[Records from a collection]
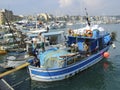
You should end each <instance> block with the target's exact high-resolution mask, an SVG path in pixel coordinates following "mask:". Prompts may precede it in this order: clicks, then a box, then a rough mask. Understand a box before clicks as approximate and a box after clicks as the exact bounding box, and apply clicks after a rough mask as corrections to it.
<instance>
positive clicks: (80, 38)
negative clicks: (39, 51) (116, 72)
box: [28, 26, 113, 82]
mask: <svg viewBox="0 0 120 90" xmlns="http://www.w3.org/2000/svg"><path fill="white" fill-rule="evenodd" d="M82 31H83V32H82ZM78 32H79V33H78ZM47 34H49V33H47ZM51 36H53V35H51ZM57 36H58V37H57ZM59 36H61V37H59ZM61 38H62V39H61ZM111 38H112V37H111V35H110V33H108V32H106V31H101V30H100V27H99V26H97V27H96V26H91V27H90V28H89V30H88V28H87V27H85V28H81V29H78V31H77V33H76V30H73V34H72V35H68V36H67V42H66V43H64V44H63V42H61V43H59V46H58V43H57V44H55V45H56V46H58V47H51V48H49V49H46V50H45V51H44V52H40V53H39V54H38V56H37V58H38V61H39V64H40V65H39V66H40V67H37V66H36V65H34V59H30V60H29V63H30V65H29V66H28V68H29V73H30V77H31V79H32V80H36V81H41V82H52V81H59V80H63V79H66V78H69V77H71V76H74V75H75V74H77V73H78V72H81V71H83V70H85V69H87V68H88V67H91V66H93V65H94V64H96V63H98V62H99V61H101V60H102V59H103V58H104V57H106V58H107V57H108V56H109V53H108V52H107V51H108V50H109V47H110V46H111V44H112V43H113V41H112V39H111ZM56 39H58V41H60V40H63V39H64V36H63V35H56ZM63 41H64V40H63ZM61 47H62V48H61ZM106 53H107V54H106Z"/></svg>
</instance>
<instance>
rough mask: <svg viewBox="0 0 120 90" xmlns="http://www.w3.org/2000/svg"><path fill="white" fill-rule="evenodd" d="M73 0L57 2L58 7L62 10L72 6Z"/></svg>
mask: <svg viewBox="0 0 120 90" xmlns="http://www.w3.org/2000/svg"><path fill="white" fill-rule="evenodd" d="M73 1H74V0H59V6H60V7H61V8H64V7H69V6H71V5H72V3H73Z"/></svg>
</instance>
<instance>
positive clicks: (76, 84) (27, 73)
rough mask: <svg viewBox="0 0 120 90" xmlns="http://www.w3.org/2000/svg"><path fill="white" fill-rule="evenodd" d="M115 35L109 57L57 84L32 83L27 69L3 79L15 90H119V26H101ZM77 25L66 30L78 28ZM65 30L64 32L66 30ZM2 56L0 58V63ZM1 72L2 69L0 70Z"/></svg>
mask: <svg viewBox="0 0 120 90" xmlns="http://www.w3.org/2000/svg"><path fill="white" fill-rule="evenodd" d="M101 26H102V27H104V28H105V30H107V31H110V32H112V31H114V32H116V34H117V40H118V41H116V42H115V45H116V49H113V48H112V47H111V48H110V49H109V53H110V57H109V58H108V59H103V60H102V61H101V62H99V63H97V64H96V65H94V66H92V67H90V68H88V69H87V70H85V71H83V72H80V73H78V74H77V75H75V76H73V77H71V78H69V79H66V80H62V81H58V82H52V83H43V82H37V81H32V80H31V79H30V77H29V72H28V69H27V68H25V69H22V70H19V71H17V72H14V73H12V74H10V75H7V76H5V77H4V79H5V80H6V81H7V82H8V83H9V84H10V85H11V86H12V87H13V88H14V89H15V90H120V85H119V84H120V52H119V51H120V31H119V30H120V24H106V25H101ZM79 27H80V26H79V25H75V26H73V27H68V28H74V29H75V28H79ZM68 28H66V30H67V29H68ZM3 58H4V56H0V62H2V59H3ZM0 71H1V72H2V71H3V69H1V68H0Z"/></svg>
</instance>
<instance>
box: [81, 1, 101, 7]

...

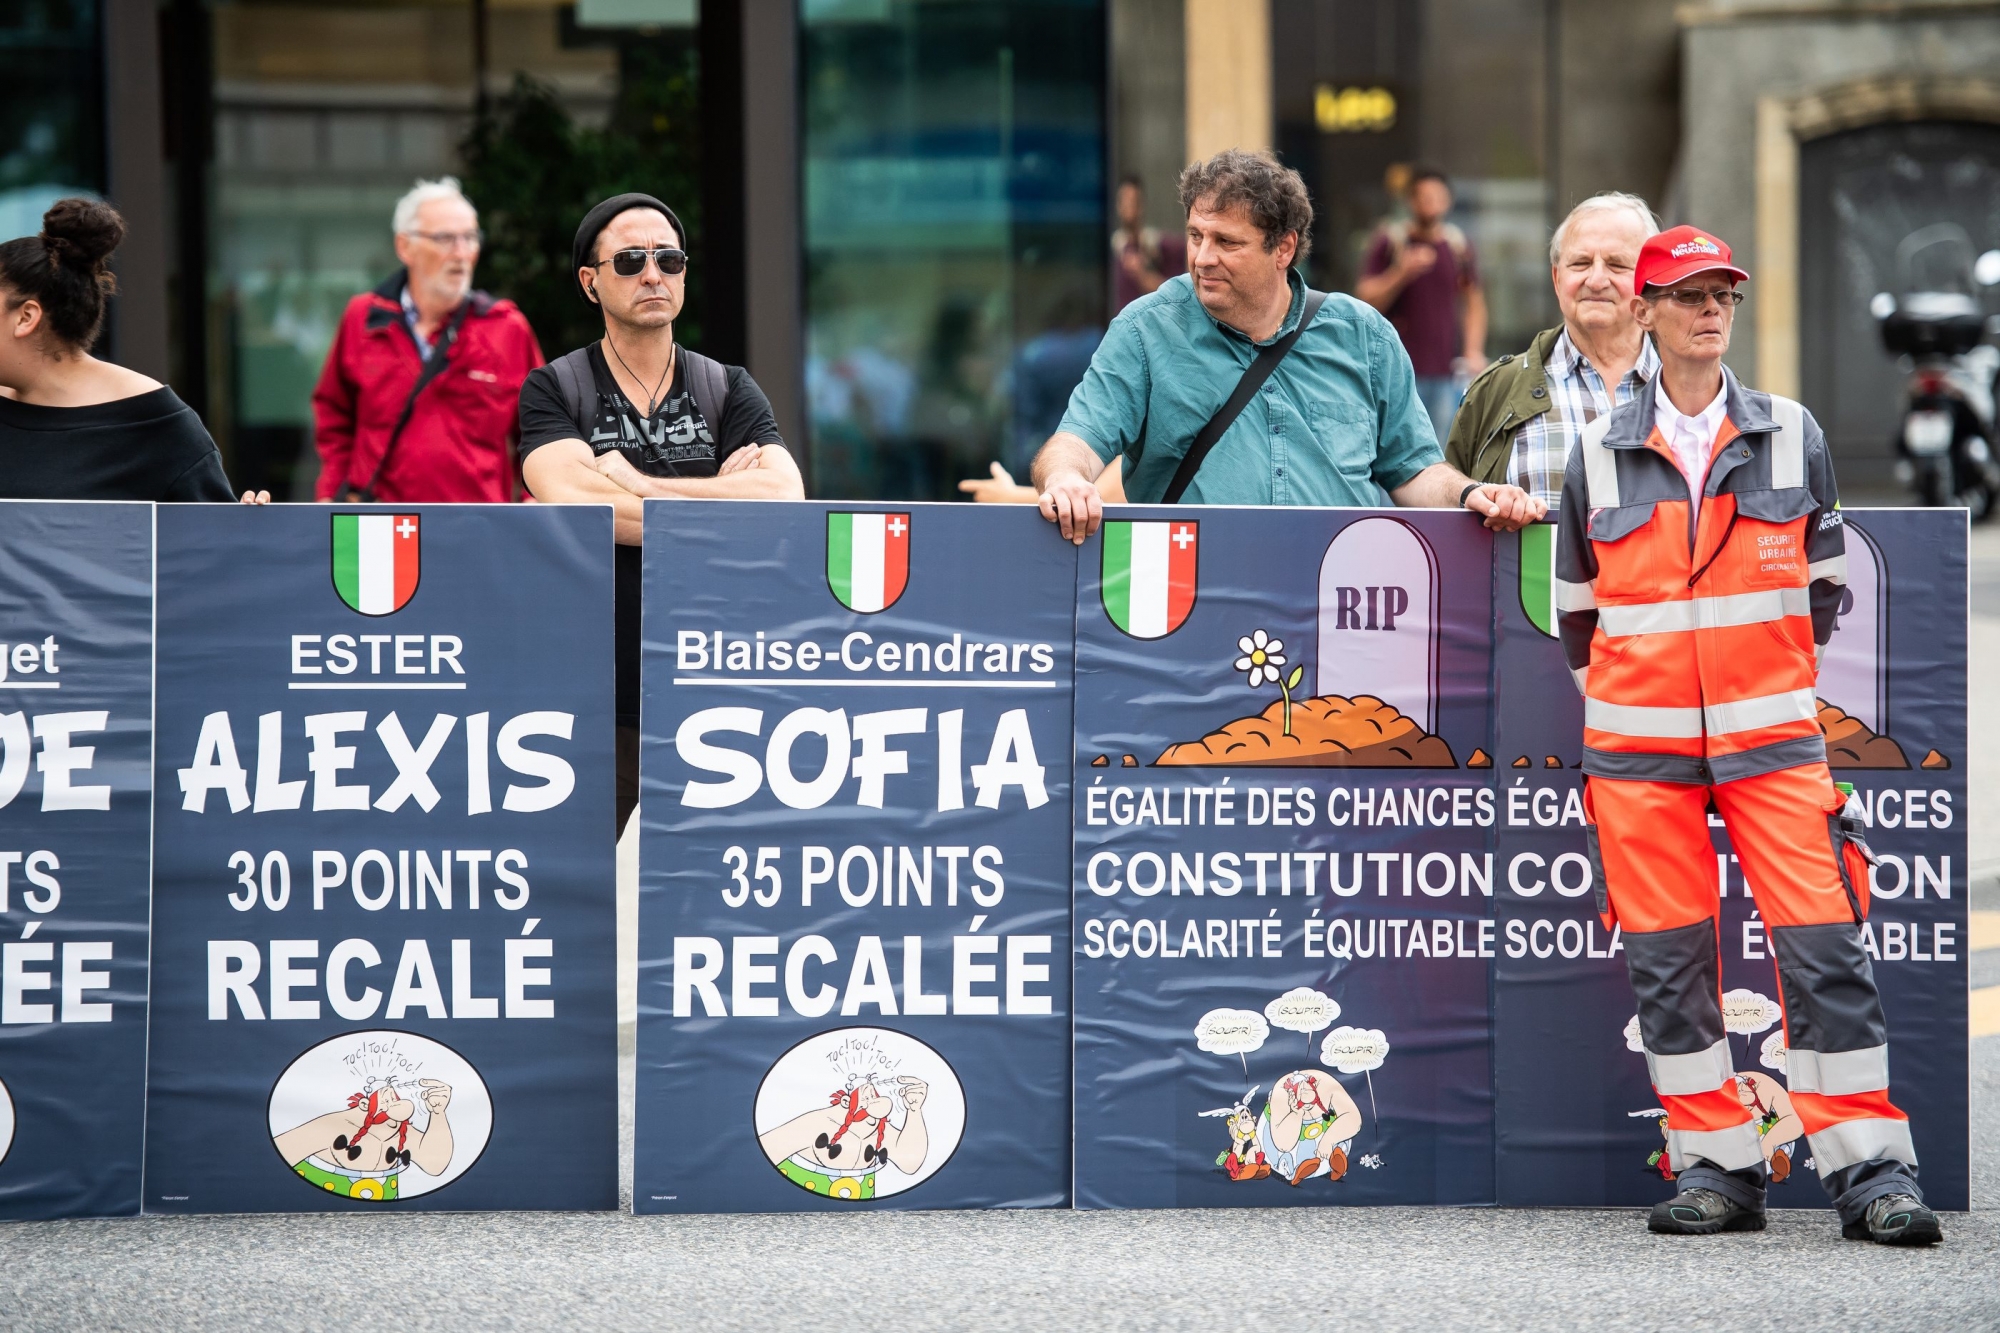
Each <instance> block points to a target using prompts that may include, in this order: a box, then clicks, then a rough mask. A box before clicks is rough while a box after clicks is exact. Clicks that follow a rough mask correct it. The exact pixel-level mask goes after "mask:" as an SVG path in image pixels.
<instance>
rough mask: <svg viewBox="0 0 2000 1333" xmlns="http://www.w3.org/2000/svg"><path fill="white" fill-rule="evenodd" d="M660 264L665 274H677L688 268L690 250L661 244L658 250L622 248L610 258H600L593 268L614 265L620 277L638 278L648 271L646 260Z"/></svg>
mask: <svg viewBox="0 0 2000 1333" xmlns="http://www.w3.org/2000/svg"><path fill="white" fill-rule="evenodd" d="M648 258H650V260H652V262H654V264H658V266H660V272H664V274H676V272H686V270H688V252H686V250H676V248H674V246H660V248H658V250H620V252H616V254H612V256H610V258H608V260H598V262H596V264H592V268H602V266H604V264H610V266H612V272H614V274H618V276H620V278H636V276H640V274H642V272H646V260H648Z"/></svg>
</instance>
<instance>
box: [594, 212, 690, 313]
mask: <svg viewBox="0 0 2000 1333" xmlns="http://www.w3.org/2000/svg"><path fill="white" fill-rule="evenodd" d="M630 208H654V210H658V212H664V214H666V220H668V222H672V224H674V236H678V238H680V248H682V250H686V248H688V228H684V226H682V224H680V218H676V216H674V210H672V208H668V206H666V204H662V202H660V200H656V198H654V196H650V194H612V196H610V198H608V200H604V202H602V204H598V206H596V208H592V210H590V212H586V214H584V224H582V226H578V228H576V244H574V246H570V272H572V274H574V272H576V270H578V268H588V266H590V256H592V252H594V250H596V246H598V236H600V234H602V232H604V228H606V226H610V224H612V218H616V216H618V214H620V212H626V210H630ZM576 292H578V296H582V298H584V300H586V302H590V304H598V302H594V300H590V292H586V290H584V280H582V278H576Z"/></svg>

* TASK INSTRUCTIONS *
Count the lines in the entries above that include the string "positive", then give only that figure.

* YOUR RESPONSE *
2